Tally the lines in the records below that contain the string "doorway", with case counting, and give only the resulting number.

## begin

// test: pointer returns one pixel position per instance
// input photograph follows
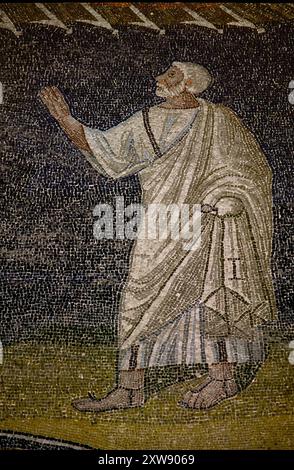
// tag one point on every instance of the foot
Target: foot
(218, 386)
(117, 399)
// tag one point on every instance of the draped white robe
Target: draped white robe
(178, 306)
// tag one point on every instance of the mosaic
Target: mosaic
(146, 226)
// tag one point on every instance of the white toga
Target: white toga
(186, 308)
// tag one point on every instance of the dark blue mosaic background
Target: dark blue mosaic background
(54, 276)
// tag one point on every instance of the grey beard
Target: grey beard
(171, 92)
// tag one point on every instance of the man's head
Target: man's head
(183, 76)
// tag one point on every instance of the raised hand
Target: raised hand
(55, 102)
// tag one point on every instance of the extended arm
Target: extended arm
(59, 109)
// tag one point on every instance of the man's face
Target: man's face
(170, 83)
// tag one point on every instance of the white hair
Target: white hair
(199, 76)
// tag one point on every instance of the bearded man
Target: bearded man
(203, 306)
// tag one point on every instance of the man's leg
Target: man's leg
(129, 392)
(218, 386)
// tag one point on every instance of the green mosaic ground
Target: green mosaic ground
(38, 383)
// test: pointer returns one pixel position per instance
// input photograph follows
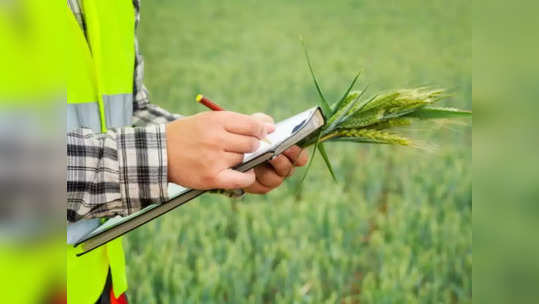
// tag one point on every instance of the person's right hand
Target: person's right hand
(202, 148)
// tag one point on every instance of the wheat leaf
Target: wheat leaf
(343, 98)
(323, 102)
(311, 160)
(322, 150)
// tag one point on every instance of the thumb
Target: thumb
(232, 179)
(268, 121)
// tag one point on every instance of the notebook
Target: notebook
(287, 133)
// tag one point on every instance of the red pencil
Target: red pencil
(214, 107)
(208, 103)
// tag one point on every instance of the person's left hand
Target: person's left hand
(272, 174)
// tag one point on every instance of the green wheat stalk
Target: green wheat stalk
(374, 120)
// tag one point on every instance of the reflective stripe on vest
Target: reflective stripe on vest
(99, 96)
(118, 113)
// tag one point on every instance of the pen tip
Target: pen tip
(199, 97)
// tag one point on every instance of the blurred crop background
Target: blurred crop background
(396, 228)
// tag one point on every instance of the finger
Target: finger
(267, 176)
(245, 125)
(298, 156)
(282, 165)
(292, 153)
(263, 117)
(257, 188)
(268, 120)
(232, 179)
(240, 143)
(232, 159)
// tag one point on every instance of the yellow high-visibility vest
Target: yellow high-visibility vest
(99, 96)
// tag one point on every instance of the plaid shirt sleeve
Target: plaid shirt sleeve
(125, 169)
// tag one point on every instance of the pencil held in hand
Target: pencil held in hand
(214, 107)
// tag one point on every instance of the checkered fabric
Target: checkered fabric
(125, 169)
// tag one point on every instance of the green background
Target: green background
(397, 226)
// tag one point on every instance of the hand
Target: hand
(271, 175)
(202, 148)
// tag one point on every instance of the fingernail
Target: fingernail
(269, 127)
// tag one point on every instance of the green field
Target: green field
(396, 228)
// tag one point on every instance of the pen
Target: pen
(214, 107)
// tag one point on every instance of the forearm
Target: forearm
(115, 173)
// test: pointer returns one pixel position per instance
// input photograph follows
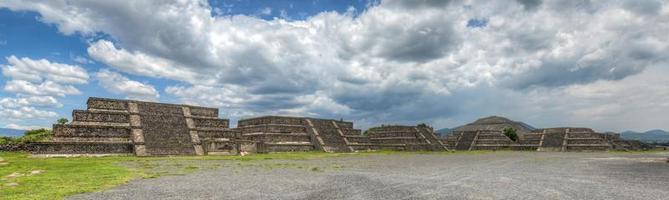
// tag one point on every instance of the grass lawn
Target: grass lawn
(25, 177)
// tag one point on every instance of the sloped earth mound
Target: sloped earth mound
(500, 175)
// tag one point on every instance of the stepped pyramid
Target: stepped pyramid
(407, 137)
(487, 134)
(113, 126)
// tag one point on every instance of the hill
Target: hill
(648, 136)
(11, 132)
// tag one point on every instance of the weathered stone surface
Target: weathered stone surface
(165, 130)
(69, 130)
(106, 104)
(89, 116)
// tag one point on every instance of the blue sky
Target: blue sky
(597, 64)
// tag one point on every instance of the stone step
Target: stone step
(92, 139)
(73, 130)
(100, 116)
(81, 147)
(210, 123)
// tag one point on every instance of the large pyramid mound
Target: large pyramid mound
(495, 123)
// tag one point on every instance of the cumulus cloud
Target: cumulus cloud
(39, 70)
(46, 101)
(22, 127)
(36, 84)
(26, 113)
(395, 61)
(119, 84)
(45, 88)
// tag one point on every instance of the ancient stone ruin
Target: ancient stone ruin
(112, 126)
(487, 134)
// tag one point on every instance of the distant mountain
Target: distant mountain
(648, 136)
(11, 132)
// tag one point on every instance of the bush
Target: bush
(62, 121)
(36, 135)
(511, 133)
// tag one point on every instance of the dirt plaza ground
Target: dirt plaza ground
(476, 175)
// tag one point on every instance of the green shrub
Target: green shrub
(511, 133)
(36, 135)
(62, 121)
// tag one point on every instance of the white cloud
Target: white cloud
(396, 61)
(119, 84)
(46, 101)
(23, 127)
(39, 70)
(36, 84)
(46, 88)
(26, 113)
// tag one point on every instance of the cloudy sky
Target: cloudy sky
(600, 64)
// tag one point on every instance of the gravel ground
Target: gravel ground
(499, 175)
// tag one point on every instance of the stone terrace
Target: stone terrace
(112, 126)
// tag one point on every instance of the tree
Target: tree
(511, 133)
(62, 121)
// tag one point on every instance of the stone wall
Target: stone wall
(141, 128)
(412, 138)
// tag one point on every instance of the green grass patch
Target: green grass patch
(58, 177)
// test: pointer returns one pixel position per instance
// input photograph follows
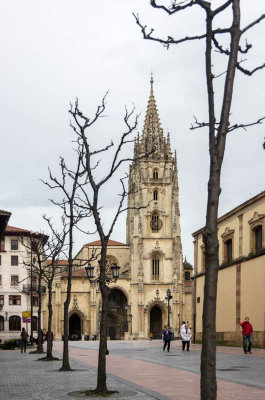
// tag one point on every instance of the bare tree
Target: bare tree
(91, 199)
(217, 140)
(55, 250)
(68, 184)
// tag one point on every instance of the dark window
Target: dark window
(14, 244)
(34, 283)
(228, 246)
(155, 222)
(155, 174)
(35, 300)
(34, 321)
(14, 260)
(187, 275)
(2, 323)
(2, 244)
(156, 267)
(14, 280)
(15, 323)
(258, 238)
(14, 300)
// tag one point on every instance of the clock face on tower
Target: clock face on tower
(156, 222)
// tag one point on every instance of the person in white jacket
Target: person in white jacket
(185, 336)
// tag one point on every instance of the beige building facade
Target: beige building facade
(151, 259)
(241, 274)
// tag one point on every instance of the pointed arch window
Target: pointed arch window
(258, 238)
(155, 174)
(156, 222)
(155, 267)
(2, 323)
(14, 323)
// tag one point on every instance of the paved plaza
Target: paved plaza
(136, 369)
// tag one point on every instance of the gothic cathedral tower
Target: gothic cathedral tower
(153, 231)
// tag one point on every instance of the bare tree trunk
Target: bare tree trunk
(49, 341)
(210, 238)
(101, 381)
(40, 335)
(66, 364)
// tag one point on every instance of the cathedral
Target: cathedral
(151, 260)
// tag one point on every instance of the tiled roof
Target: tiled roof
(110, 243)
(3, 212)
(14, 229)
(77, 272)
(58, 262)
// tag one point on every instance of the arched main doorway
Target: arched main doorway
(74, 327)
(156, 322)
(117, 323)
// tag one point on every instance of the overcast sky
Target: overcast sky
(53, 51)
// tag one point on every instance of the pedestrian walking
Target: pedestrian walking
(46, 337)
(185, 337)
(166, 337)
(247, 331)
(24, 339)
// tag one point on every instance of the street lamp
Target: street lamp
(168, 298)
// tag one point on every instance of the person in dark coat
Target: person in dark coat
(24, 339)
(166, 337)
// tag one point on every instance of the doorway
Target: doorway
(117, 323)
(156, 322)
(74, 327)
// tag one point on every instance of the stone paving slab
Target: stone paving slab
(171, 381)
(23, 377)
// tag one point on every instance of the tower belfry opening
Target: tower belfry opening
(151, 259)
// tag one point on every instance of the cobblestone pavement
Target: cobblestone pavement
(23, 377)
(176, 374)
(137, 370)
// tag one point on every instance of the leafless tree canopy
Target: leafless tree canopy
(218, 128)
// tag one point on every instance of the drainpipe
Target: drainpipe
(194, 291)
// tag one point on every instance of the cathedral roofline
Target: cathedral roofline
(152, 143)
(110, 243)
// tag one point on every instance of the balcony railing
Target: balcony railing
(27, 288)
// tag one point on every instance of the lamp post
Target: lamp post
(168, 298)
(31, 295)
(115, 269)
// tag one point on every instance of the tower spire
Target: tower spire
(152, 136)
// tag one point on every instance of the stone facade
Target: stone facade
(15, 283)
(241, 276)
(151, 260)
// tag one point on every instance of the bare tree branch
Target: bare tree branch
(244, 126)
(257, 21)
(247, 72)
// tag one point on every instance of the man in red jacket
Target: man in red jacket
(247, 331)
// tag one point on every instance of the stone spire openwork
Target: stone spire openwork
(152, 141)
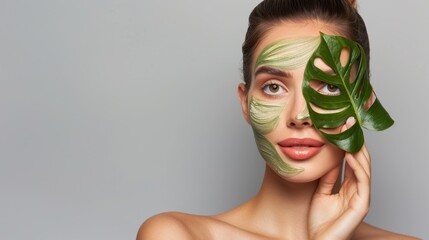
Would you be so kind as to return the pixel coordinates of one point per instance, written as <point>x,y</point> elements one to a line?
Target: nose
<point>297,114</point>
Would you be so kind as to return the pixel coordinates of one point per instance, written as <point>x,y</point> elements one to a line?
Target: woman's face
<point>276,109</point>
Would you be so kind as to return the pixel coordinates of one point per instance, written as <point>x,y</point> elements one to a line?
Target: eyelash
<point>272,82</point>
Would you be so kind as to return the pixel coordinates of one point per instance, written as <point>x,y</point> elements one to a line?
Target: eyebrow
<point>272,71</point>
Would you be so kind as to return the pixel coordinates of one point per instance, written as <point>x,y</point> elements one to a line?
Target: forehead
<point>293,30</point>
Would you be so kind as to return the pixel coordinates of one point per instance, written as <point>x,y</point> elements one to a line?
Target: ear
<point>242,94</point>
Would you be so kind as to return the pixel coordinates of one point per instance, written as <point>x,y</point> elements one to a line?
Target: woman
<point>299,197</point>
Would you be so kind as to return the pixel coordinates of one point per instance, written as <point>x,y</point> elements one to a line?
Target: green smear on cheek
<point>264,118</point>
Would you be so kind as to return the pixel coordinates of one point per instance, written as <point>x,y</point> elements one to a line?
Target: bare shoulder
<point>176,225</point>
<point>169,225</point>
<point>368,232</point>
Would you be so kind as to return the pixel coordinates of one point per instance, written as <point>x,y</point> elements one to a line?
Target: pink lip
<point>300,148</point>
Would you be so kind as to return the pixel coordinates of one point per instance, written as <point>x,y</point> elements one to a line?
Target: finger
<point>362,159</point>
<point>362,178</point>
<point>327,182</point>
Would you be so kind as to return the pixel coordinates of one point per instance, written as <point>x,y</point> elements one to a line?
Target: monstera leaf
<point>329,111</point>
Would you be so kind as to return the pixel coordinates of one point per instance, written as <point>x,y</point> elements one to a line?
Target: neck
<point>281,207</point>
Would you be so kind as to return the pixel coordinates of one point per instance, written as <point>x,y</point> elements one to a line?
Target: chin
<point>313,169</point>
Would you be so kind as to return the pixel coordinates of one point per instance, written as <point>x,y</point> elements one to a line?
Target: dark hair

## end

■ SOLVED PROBLEM
4